== GIVEN INFORMATION ==

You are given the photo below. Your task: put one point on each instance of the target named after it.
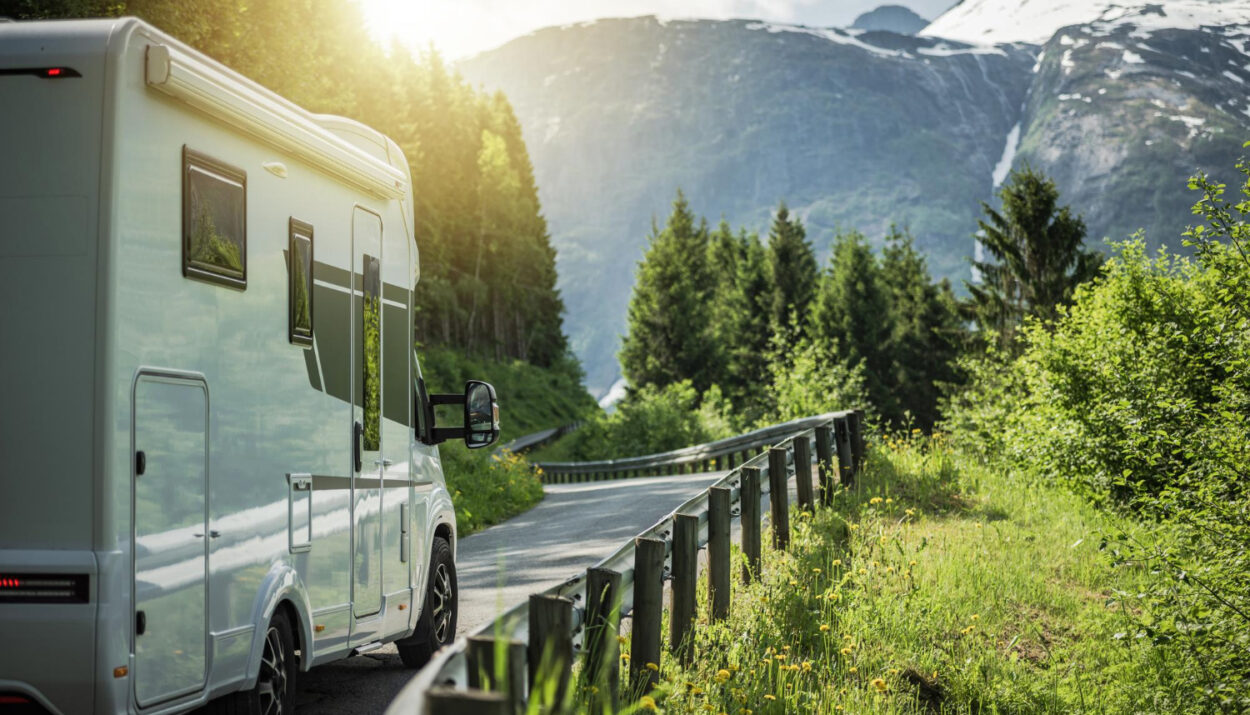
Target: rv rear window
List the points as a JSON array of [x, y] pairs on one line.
[[214, 220], [300, 256]]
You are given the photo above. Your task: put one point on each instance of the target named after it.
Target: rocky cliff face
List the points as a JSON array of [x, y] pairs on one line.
[[853, 129]]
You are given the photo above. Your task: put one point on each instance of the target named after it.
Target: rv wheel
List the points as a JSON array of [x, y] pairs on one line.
[[436, 625], [274, 693]]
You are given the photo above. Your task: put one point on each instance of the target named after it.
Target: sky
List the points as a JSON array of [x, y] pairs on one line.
[[463, 28]]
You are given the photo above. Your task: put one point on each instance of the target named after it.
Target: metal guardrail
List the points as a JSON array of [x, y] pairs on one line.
[[720, 454], [449, 666]]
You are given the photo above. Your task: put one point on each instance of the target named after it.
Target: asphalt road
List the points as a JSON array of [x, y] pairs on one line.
[[574, 526]]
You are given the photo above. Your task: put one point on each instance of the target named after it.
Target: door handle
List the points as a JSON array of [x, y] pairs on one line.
[[358, 431]]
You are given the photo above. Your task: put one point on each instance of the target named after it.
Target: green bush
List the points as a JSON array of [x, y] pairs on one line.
[[1139, 396]]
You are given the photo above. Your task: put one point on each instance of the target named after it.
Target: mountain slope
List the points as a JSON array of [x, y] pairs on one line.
[[860, 129], [851, 129], [1035, 21]]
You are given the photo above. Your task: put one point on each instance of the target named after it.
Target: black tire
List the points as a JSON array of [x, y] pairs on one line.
[[274, 693], [436, 625]]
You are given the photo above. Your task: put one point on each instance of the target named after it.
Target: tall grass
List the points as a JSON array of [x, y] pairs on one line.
[[936, 585]]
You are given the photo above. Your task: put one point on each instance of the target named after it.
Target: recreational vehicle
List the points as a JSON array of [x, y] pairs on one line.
[[219, 461]]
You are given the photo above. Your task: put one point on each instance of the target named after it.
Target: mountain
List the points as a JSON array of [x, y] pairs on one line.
[[1038, 20], [854, 129], [890, 19]]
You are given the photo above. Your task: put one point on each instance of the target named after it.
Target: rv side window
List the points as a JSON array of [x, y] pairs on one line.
[[214, 220], [299, 255]]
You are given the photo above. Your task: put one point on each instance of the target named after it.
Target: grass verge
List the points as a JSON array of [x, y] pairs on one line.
[[489, 488], [944, 586]]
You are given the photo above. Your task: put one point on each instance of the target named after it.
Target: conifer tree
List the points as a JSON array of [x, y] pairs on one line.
[[670, 334], [851, 319], [926, 331], [794, 271], [748, 331], [1038, 256]]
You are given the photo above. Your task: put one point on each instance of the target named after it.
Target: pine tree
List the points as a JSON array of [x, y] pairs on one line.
[[1038, 256], [670, 334], [926, 331], [851, 320], [794, 271], [748, 331]]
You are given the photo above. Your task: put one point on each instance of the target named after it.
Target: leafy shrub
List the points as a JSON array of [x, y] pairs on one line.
[[1139, 395]]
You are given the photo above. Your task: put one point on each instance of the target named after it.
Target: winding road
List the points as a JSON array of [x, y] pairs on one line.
[[573, 528]]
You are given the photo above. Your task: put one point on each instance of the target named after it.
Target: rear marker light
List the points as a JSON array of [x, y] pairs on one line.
[[45, 73], [43, 589]]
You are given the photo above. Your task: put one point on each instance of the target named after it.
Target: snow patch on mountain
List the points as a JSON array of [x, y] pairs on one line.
[[990, 21]]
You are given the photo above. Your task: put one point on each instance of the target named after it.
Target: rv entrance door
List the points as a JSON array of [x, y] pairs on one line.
[[366, 350]]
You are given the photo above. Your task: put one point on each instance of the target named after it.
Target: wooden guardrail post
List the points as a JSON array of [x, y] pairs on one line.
[[779, 498], [803, 473], [845, 463], [648, 611], [550, 649], [718, 551], [825, 464], [858, 439], [685, 579], [750, 500], [603, 626], [449, 701], [485, 671]]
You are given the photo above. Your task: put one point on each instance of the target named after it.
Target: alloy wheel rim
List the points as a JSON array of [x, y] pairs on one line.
[[443, 603], [271, 683]]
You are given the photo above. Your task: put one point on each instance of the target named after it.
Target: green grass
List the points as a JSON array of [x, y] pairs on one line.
[[948, 588], [488, 489]]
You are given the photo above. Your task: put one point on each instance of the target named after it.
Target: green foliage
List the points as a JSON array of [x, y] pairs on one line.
[[1139, 395], [851, 320], [808, 384], [794, 273], [938, 585], [651, 420], [670, 334], [1038, 256]]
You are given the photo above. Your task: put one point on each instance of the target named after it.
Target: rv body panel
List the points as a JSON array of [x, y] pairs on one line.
[[131, 343]]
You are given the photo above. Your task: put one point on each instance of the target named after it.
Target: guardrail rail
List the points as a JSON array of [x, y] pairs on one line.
[[494, 669]]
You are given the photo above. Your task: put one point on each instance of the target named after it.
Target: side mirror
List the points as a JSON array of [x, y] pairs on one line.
[[481, 414]]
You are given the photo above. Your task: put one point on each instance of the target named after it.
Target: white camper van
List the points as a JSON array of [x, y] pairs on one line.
[[216, 453]]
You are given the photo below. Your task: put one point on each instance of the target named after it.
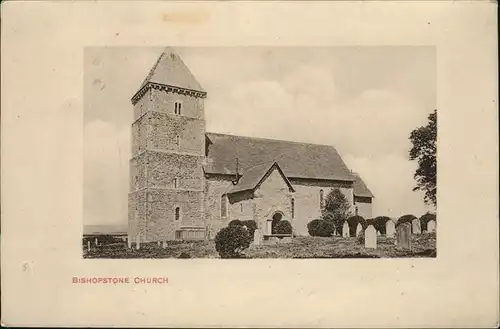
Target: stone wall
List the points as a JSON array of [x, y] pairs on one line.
[[215, 187], [164, 167], [166, 128], [272, 196], [307, 200], [163, 101]]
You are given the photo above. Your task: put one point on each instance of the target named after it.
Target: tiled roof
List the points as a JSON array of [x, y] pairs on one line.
[[297, 160], [104, 229], [360, 188], [170, 70], [255, 175]]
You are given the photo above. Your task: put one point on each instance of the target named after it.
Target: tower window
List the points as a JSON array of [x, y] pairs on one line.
[[223, 206], [178, 108]]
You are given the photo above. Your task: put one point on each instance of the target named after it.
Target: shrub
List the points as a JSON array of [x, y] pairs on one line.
[[361, 237], [235, 222], [319, 227], [251, 226], [231, 241], [353, 224], [405, 219], [379, 223], [424, 219], [283, 227]]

===

■ **WHAT THE TASK REQUIRES**
Output every entry word for word, but omit the pictures.

■ **SOLUTION FOR THIS PROBLEM**
You are given the photo below. Your task: put one point on each instance of the target named after it.
Target: rv rear window
List the points as a JSON array of [x, y] pairs on one line.
[[214, 220], [300, 256]]
You are given the photo above. Your task: put one point on each instance of the target named after it.
Target: rocky cliff face
List the points as a JSON array of [x, y] pairs on one line.
[[853, 129]]
You are given the photo above. Your task: put one point on each instance of the target named after it.
Target: rv wheel
List the points as a JSON array of [x, y] pairs on one line.
[[436, 625], [274, 693]]
You are given the photo above. Your task: put one point on each instance of the target named after it.
Target: sky
List the points as a JSON array of [x, y] pairs on one line.
[[463, 28]]
You are given the photo above. Your task: put one point on each instance of the target named after it.
Target: metal guardrail
List the points as a JSON array of [x, y] pairs on one line.
[[720, 454], [449, 666]]
You are given the photo above. Your task: put one point on each instance of the target named after it.
Target: asphalt road
List the points as a JSON array of [x, y] pairs on one line.
[[574, 526]]
You are given the photo above. Your task: put one point on each instance of the target named after it.
Target: door handle
List the points as a JSON array of [x, y] pairs on one line.
[[358, 431]]
You are given the photo above. Your task: put one point on each instance of the target named after it.
Target: green bush
List the points as a JSON array of [x, y] pairs on one line.
[[1139, 396]]
You are given the photo above. Your task: put one point on each instance of the target named after it.
Target: mountain slope
List the points as a JSON array of [x, y] pairs on one line.
[[860, 129], [851, 129], [1035, 21]]
You are given the photo above. Your task: put one point on each instance of the target named after it.
Target: black tire
List the points as a JSON array of [x, y] pairs on one line.
[[274, 693], [436, 625]]
You are given the photo above. Your task: put one point on each instance of the target named after it.
Target: tall grass
List the points as a JSON array of [x, y] pairs on one line.
[[936, 585]]
You are given the photo above. Your task: put one point on each instance of the target named after it.
Target: recreational vehicle
List the points as a JSON array of [x, y] pairs on one line.
[[219, 461]]
You are given the photo above. Your task: put one point on each instance of the target named after it.
Target: mountain
List the points as a JSON array of [x, y] pairs on one line.
[[1038, 20], [854, 129], [890, 19]]
You are given the photo above. Your task: put one point on each instance of the target named after it.
Target: rv side window
List the points as a JSON array of [x, y] pairs on one line.
[[214, 220], [299, 255]]
You are given the photo above. Your task: put one point on each instance of the target named after it.
Target: grass verge
List the points as a JSON array of [x, y] pairs on one line.
[[489, 488], [944, 586]]
You are given the photo above. Your task: put one point on each instance of the target named after it.
Target: conifer tree
List the points as a JSON array of [x, y] pairs on one line.
[[670, 334], [851, 319], [926, 331], [794, 271], [748, 331], [1038, 256]]
You are given the photo above. Your task: put one point on each instance of the target named after it.
Target: pine tree
List the points as a JSON array of [x, y] pairs on one line.
[[1038, 256], [670, 334], [926, 331], [851, 320], [794, 271], [748, 331]]
You are given the photo above. Your task: put one point on each instance of the target named after it.
Target: leafy shrub
List the points as a JSON array of [x, y] pairs on one line.
[[1139, 395]]
You are given the photo above. Your task: put one point on each instance of the target named after it.
Target: winding road
List the points as a JSON array of [x, y] pairs on one line.
[[573, 528]]
You are given the photo above. Your task: put one point on each instance of the target named after it.
Target: rear marker light
List the points as a JSON array of [x, y] pairs on one line.
[[45, 73], [43, 589]]
You are given the photo above. Your task: put one point on each instance of the target named after it.
Target: snow patch on mountain
List the points as a JSON array of [x, y] pairs on one line.
[[990, 21]]
You are given the photo above. Your task: put one point on each instance of the target named after it.
Target: rv entrance door
List the points as a JSON array of [x, y] pairs on one line.
[[366, 350]]
You are given the photo above. Your task: put one point on each instance of the target named after it.
Target: wooden guardrail post
List the points as a JSON array of [x, y] pairs on one line.
[[779, 498], [803, 473], [845, 463], [648, 611], [550, 649], [718, 551], [825, 464], [858, 439], [685, 579], [750, 500], [603, 626], [449, 701], [485, 671]]
You are given the photo above. Your task: put one point on each instance of the target named after it.
Target: alloy wheel rim
List the points as a JSON array of [x, y] pairs on one line.
[[443, 603], [271, 683]]
You are given the photo above. Your task: put one point on each instance of the target named after it.
Target: green grass
List the points as a JSON array of [x, y] pairs on one line.
[[948, 588], [488, 489]]
You are given the photo above. Your task: put one point on each instance of the target named after it.
Target: green foliage
List the points as a JSON array of [x, y] pairs on one line.
[[1139, 395], [851, 320], [808, 384], [794, 273], [938, 585], [651, 420], [670, 334], [1038, 256]]
You are given the photo above. Your task: put one point on each instance of the target named after it.
Target: rv body panel
List the points as a JSON array of [x, y] pairs on one line.
[[131, 343]]
You are given the photo above. Your task: put one point on each instance of the target named after it.
Target: guardrail rail
List the points as a JSON array of [x, y] pairs on one line.
[[494, 669]]
You are given the photo above. Your task: put one point on each instance of the target named after it.
Target: side mirror
List the points as a JSON array of [x, y] pairs on one line.
[[481, 414]]
You are given the photo above. Your task: put one point on each instance of the target named after it.
Target: white camper van
List the points as a JSON array of [x, y] pairs on one line.
[[216, 453]]
You are given the photo below. Your task: put one point on each instance of the target named after it.
Target: stone wall
List the points as a JSON array of [x, y] pairs on one line.
[[215, 187], [164, 167], [166, 128], [272, 196], [307, 200], [163, 101]]
You are given the photo above. Your task: put one point on each instance of the target named after it.
Target: tiled roof
List the points as a JSON array of [x, y] pairs on one line.
[[297, 160], [104, 229], [360, 188], [170, 70], [255, 175]]
You are given the photo above. Your task: put one point on each instance of the target named after it.
Target: tower window
List the points as a JSON array of [x, y] pairs on one line.
[[223, 206], [178, 108]]
You are given the photo above. Your task: put one point on each instance of the target named after it.
Target: shrub
List the points as a JSON array of [x, y] pairs on one line.
[[361, 237], [235, 222], [319, 227], [251, 226], [231, 241], [353, 224], [405, 219], [379, 223], [424, 219], [283, 227]]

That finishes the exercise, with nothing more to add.